Problem details.
From the data underneath, reproduce exactly the stretch that begins at the line with "Target: seatbelt strap" and ends after the line with "Objective — for every instance of the bangs".

Dataset records.
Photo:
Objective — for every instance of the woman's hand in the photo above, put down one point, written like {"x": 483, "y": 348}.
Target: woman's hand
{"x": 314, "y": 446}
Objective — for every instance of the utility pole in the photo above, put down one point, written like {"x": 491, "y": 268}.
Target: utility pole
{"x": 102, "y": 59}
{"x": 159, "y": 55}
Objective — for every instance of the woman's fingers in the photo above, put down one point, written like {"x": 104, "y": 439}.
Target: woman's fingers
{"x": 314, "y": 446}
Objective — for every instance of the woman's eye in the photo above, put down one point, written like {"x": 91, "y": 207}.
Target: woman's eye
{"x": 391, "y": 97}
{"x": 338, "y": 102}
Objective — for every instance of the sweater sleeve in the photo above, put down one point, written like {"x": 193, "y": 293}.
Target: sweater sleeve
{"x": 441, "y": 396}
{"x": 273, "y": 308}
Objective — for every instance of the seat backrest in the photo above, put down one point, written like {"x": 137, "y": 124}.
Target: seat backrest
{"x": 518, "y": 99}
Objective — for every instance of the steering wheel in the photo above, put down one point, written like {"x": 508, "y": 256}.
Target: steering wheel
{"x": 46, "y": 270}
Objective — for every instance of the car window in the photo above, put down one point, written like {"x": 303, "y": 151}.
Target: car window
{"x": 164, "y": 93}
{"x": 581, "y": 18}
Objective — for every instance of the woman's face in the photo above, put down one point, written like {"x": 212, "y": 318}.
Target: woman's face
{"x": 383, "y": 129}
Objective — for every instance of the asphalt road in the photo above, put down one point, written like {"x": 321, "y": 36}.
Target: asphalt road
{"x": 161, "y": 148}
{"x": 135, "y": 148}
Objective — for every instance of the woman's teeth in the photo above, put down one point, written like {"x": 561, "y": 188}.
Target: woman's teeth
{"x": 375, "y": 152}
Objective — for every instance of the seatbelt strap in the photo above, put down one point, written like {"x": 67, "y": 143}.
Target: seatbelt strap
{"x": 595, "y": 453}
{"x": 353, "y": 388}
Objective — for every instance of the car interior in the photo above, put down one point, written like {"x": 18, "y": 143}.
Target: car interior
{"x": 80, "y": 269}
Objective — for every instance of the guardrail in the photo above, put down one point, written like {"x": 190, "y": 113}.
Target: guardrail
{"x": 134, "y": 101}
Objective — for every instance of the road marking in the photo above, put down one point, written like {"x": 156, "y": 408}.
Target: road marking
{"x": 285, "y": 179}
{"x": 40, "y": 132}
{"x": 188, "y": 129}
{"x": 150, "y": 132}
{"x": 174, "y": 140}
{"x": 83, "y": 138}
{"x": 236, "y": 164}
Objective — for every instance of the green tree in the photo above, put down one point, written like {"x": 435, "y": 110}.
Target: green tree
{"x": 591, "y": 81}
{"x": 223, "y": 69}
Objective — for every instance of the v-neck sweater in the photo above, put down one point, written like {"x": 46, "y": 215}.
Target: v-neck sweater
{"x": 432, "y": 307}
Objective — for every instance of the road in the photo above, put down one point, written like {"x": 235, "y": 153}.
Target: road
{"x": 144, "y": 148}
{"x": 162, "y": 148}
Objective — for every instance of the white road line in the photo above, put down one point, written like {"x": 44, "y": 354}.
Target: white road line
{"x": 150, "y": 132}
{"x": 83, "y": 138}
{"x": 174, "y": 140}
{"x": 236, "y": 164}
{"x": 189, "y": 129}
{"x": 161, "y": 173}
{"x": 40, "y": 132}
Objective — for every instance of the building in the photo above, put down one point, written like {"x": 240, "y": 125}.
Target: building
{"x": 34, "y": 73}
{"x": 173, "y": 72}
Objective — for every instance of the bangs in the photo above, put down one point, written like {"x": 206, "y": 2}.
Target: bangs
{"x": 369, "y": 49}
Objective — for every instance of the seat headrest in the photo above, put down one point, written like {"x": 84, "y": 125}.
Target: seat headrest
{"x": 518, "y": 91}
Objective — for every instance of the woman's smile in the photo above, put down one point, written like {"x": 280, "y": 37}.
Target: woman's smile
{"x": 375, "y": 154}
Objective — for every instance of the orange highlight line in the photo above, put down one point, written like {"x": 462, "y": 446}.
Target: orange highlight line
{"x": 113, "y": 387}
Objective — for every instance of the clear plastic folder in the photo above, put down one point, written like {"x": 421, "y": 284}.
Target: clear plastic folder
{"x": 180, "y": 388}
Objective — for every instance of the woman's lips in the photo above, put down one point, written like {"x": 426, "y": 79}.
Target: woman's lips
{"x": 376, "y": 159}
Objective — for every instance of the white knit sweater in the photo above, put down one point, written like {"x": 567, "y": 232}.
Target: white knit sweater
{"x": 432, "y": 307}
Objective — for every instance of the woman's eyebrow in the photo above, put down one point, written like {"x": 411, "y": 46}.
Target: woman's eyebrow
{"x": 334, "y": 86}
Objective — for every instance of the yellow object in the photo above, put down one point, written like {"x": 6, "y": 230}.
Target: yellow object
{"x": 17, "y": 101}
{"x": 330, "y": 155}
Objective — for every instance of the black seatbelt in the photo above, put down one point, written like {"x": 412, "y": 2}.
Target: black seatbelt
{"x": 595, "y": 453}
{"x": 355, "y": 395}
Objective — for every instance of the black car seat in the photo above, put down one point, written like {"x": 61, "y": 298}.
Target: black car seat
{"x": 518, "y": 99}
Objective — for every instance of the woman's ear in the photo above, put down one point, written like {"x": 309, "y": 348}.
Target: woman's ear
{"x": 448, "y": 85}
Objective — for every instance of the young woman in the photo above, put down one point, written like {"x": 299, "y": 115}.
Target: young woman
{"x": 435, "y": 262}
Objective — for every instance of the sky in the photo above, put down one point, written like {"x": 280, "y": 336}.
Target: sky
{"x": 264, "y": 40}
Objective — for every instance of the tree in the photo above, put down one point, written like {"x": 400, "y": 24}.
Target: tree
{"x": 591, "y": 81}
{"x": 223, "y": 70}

Output for this exercise.
Target: seatbelt strap
{"x": 595, "y": 453}
{"x": 353, "y": 388}
Objective — for every instance of the car interior in the photo above, put down one point, written like {"x": 18, "y": 143}.
Target: car interior
{"x": 80, "y": 269}
Objective — for every instance of the guardrail in the photo above, put down one point, written like {"x": 190, "y": 113}.
Target: guardrail
{"x": 134, "y": 101}
Objective — for every instance of the road marking in the photo above, put down one point, written like {"x": 156, "y": 408}.
Target: road marking
{"x": 285, "y": 179}
{"x": 40, "y": 132}
{"x": 188, "y": 129}
{"x": 150, "y": 132}
{"x": 174, "y": 140}
{"x": 83, "y": 138}
{"x": 236, "y": 164}
Objective — for every instance of the green tree in the photo above, put down one point, written like {"x": 435, "y": 110}.
Target: green tree
{"x": 591, "y": 81}
{"x": 223, "y": 69}
Objective — for every instance of the v-neck sweater in the photo above, put down one point, written like {"x": 46, "y": 215}.
Target: v-neck sweater
{"x": 432, "y": 307}
Objective — for every instance of the road in the photo above, put down one point, written like {"x": 235, "y": 153}.
Target: road
{"x": 144, "y": 148}
{"x": 162, "y": 148}
Objective — for every instance of the white road line in the photo above, put down one point, written like {"x": 44, "y": 354}.
Target: white road line
{"x": 150, "y": 132}
{"x": 83, "y": 138}
{"x": 174, "y": 140}
{"x": 236, "y": 164}
{"x": 189, "y": 129}
{"x": 161, "y": 173}
{"x": 40, "y": 132}
Objective — for every instance of the building in the photo above, put down one point, written like {"x": 240, "y": 125}.
Target: building
{"x": 34, "y": 73}
{"x": 173, "y": 72}
Objective — for every instance of the bangs in the photo above, put down one point, written like {"x": 206, "y": 2}.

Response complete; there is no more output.